BEGIN

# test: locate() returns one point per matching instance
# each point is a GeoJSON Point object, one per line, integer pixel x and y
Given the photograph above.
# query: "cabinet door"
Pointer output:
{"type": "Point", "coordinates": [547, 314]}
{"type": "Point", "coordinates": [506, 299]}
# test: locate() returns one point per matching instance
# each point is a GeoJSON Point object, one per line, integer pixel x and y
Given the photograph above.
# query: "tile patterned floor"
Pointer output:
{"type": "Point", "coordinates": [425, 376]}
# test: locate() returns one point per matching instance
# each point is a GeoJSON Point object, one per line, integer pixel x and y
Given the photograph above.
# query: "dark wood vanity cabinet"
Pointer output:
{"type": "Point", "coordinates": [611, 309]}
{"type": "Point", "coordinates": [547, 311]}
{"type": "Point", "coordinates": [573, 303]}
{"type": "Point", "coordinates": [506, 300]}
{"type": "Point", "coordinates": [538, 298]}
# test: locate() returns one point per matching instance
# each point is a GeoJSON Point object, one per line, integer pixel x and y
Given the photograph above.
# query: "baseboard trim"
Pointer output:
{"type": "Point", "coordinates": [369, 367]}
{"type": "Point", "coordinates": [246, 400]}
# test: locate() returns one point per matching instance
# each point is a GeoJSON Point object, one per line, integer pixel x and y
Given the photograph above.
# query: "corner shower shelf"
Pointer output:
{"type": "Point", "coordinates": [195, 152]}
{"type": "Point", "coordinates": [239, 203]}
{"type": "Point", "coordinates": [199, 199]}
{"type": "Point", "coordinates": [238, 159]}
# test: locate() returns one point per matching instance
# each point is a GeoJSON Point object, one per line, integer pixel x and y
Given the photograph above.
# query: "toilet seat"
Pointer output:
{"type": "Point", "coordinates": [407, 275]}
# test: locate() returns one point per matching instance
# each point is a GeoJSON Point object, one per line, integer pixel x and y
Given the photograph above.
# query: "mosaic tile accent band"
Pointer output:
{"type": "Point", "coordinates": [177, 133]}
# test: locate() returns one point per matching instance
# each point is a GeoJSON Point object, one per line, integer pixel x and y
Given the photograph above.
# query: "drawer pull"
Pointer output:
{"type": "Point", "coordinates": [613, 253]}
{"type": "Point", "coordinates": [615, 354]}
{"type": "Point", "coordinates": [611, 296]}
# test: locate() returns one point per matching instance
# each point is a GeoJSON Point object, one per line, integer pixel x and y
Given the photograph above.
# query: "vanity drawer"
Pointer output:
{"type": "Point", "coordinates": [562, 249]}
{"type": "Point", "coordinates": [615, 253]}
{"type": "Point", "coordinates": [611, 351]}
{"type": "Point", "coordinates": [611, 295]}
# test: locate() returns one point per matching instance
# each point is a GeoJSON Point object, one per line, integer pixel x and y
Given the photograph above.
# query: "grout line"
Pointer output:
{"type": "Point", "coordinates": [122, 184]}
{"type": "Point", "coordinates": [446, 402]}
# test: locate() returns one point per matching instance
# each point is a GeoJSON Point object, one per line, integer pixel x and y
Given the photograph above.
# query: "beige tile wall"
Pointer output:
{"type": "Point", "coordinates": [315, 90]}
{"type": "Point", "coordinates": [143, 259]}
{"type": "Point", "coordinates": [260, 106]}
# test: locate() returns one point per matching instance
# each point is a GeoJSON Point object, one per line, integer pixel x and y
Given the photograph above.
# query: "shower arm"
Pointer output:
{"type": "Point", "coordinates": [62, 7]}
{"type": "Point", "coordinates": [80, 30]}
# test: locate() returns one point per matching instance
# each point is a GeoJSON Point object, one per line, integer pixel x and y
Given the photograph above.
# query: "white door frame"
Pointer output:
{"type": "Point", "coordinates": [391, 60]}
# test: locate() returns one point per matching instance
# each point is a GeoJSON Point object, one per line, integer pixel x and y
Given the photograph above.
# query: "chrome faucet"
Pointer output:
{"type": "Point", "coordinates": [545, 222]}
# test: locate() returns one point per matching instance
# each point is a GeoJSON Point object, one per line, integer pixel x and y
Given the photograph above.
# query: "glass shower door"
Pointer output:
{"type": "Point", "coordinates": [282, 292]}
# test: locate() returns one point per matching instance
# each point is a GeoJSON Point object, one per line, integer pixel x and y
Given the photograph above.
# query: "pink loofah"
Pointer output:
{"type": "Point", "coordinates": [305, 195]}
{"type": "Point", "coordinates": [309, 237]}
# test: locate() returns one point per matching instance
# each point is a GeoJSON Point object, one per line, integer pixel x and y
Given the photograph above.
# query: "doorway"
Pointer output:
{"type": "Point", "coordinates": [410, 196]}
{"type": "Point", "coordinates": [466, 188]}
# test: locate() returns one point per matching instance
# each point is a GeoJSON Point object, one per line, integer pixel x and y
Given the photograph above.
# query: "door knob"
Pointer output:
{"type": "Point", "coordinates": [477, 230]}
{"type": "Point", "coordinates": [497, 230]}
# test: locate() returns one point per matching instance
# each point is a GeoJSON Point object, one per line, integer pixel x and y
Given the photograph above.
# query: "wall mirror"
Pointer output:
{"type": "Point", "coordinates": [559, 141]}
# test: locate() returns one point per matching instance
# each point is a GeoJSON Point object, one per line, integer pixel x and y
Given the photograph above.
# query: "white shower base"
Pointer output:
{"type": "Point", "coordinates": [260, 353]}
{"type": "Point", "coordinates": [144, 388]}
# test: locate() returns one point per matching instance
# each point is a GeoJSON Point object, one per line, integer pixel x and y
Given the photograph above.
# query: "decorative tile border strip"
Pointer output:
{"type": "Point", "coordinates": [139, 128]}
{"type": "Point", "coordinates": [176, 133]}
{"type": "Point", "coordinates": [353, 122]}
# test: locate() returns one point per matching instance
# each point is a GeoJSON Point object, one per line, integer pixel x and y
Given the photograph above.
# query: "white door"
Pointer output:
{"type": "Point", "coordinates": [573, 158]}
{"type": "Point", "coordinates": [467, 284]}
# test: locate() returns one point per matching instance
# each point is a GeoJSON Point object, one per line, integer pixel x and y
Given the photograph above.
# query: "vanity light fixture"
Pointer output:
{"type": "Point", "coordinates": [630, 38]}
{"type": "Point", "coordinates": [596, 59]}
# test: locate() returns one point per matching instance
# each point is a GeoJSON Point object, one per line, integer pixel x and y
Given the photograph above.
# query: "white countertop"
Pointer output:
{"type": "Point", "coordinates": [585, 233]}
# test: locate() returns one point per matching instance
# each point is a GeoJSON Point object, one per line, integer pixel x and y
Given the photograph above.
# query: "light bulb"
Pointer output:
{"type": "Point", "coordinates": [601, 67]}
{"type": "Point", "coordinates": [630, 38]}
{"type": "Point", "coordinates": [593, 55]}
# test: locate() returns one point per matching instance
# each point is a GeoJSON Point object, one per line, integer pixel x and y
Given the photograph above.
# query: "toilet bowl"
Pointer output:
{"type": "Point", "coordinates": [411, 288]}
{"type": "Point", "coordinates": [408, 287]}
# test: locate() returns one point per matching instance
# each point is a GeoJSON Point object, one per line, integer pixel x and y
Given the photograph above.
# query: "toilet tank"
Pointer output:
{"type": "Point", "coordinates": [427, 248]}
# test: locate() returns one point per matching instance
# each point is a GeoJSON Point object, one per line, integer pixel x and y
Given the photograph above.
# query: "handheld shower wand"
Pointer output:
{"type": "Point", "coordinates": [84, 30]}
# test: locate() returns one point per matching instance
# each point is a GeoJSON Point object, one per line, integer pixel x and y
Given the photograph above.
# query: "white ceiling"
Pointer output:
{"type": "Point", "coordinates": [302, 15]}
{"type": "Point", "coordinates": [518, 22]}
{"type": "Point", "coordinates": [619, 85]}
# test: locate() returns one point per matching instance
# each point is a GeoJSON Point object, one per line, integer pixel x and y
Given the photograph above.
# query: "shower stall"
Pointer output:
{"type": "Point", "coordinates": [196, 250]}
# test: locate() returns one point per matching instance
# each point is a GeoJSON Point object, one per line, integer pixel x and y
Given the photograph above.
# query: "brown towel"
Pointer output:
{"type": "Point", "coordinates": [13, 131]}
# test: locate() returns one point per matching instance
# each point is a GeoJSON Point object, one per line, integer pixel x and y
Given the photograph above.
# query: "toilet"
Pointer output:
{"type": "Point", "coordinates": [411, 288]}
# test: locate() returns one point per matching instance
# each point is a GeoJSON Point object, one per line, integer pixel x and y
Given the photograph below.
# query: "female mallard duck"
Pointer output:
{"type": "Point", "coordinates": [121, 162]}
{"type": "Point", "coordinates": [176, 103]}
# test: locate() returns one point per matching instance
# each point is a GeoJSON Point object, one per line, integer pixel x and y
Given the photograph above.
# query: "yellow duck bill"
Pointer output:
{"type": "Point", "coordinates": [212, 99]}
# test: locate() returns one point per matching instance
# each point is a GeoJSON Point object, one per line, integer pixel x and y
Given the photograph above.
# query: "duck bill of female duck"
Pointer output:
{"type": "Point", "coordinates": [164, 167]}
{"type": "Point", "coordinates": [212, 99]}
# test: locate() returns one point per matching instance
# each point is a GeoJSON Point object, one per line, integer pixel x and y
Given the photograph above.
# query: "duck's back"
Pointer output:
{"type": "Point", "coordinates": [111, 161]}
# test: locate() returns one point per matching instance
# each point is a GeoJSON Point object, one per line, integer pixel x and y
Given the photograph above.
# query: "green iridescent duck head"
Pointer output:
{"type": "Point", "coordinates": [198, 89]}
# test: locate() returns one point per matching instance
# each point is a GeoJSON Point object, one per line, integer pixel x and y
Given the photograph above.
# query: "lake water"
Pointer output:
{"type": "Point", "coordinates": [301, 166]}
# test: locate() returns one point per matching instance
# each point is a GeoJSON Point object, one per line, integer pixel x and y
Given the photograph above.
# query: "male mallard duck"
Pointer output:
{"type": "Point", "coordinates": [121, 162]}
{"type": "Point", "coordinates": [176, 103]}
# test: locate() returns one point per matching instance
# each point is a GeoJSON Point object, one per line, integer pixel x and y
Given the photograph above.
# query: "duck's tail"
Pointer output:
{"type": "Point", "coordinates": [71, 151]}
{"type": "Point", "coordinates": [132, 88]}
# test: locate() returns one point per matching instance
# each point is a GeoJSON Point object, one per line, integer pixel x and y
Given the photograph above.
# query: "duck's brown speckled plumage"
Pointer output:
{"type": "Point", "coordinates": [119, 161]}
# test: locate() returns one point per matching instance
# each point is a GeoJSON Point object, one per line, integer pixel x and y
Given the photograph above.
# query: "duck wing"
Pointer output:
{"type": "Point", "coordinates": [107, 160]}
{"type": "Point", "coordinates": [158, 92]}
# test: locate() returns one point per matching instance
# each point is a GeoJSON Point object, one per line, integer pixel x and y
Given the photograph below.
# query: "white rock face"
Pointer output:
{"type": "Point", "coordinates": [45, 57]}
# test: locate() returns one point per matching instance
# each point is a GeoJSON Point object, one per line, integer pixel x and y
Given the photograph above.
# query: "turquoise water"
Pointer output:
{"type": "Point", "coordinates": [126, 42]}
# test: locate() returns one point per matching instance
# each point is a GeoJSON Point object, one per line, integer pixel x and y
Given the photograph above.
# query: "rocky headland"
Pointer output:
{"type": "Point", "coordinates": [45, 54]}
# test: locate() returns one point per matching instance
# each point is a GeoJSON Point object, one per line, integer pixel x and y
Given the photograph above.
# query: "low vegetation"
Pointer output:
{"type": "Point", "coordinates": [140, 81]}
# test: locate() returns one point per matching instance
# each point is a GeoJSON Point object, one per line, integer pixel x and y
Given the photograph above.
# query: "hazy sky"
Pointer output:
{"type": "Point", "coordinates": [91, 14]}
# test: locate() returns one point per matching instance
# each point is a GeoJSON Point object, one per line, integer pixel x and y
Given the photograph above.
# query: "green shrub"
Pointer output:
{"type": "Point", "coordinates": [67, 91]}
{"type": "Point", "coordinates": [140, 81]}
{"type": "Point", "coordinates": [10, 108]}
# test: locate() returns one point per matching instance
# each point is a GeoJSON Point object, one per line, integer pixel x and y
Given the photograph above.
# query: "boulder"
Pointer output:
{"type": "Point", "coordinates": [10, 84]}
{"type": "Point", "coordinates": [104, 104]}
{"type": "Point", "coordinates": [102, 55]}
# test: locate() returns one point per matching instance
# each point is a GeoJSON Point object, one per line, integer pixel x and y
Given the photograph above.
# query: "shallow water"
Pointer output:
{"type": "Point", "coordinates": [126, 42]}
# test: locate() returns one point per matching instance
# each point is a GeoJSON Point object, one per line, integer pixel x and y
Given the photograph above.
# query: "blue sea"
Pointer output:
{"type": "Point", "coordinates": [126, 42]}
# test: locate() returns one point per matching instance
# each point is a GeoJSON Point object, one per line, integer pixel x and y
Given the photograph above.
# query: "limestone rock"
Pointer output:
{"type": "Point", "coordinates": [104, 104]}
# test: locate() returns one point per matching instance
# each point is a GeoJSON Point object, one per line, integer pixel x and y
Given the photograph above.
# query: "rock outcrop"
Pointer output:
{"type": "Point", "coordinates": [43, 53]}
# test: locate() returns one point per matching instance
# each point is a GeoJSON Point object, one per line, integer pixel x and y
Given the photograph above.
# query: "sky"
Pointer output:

END

**TASK PROMPT:** Look through the material for "green". Copy each line that has it.

**EXPECTED ANSWER:**
# query: "green iridescent duck head"
# query: "green shrub"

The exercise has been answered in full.